== Page text ==
--- START ---
For example, the agencies want to make all manufacturers tell buyers how much salt, sugar and fat are in many foods, and how much beef there is in "beef stew" or chicken in a "chicken pie."

The agencies -- the Food and Drug Administration, Agriculture Department and Federal Trade Commission -- released a 177-page plan to achieve such goals. Officials will wait 90 days for public comments, then prepare regulations they will publish. After that there must be another comment period, and official consideration, before final regulations are issued.

This process could consume much of 1980. Still Assistant Secretary of Agriculture Carol Tucker Foreman said yesterday's move represents "a major government-wide effort to improve food labeling" and "the most important action in the area in over 40 years."

The labeling would affect most of the food in markets, except fresh fruits and vegetables and fresh or frozen, otherwise unprocessed, meat, poultry and fish.
--- END ---
== Dataset extract ==
--- START ---
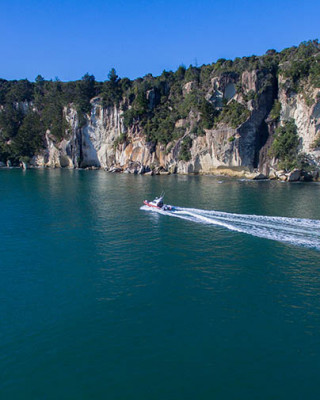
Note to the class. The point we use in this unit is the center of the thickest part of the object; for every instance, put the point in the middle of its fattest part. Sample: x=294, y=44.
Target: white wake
x=297, y=231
--- END ---
== What to produce ==
According to the food-labeling text, how long will officials wait for public comments before preparing regulations?

== Answer to the exercise ==
90 days.